Please print every record that follows, keeping each one exactly as it is.

*Saved entries:*
---*---
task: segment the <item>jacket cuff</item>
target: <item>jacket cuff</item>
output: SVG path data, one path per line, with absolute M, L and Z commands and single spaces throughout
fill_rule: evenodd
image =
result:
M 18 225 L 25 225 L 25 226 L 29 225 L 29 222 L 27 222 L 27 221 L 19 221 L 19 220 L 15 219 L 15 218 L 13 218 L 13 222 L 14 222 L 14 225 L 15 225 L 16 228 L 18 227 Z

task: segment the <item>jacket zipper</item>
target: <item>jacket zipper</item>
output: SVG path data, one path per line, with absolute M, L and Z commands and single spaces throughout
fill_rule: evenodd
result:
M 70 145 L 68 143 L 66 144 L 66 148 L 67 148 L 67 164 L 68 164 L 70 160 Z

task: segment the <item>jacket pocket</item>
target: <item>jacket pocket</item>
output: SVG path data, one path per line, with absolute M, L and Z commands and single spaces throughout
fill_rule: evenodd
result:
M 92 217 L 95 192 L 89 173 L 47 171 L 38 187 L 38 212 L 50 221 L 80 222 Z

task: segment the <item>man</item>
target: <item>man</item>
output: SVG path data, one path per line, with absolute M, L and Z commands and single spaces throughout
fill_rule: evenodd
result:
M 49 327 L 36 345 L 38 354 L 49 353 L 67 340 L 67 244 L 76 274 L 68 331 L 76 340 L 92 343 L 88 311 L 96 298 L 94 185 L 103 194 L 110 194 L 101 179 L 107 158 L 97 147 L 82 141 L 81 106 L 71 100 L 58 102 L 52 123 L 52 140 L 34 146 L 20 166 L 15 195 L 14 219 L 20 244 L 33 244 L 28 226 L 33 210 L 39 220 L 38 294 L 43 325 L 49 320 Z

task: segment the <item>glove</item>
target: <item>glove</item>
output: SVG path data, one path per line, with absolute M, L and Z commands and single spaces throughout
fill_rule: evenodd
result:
---*---
*SOLUTION BELOW:*
task: segment the <item>jacket cuff</item>
target: <item>jacket cuff</item>
output: SVG path data, one path per line, with absolute M, L and Z commands and single spaces throughout
fill_rule: evenodd
image =
result:
M 18 225 L 25 225 L 25 226 L 29 225 L 29 222 L 27 222 L 27 221 L 19 221 L 19 220 L 15 219 L 15 218 L 13 218 L 13 222 L 14 222 L 14 225 L 15 225 L 16 228 L 18 227 Z

task: segment the <item>jacket zipper</item>
target: <item>jacket zipper</item>
output: SVG path data, one path per line, with absolute M, L and Z commands and single spaces throughout
fill_rule: evenodd
result:
M 70 145 L 68 143 L 66 144 L 66 148 L 67 148 L 67 164 L 68 164 L 70 160 Z

task: segment the <item>jacket pocket</item>
target: <item>jacket pocket</item>
output: SVG path data, one path per line, with absolute M, L and Z commands and single spaces throughout
fill_rule: evenodd
result:
M 92 217 L 95 192 L 89 173 L 47 171 L 38 187 L 38 212 L 50 221 L 80 222 Z

task: segment the <item>man</item>
target: <item>man</item>
output: SVG path data, one path per line, with absolute M, L and Z commands and single spaces throughout
fill_rule: evenodd
result:
M 49 327 L 36 345 L 38 354 L 49 353 L 67 340 L 67 244 L 76 274 L 68 331 L 76 340 L 92 343 L 88 311 L 96 298 L 94 185 L 103 194 L 110 194 L 101 179 L 107 158 L 97 147 L 82 141 L 81 106 L 71 100 L 58 102 L 52 123 L 52 140 L 34 146 L 20 166 L 15 195 L 14 219 L 20 244 L 33 244 L 28 226 L 33 210 L 39 220 L 38 294 L 43 325 L 49 320 Z

task: segment the <item>glove</item>
target: <item>glove</item>
output: SVG path data, one path per line, with absolute M, L and Z commands and single spaces throughout
fill_rule: evenodd
result:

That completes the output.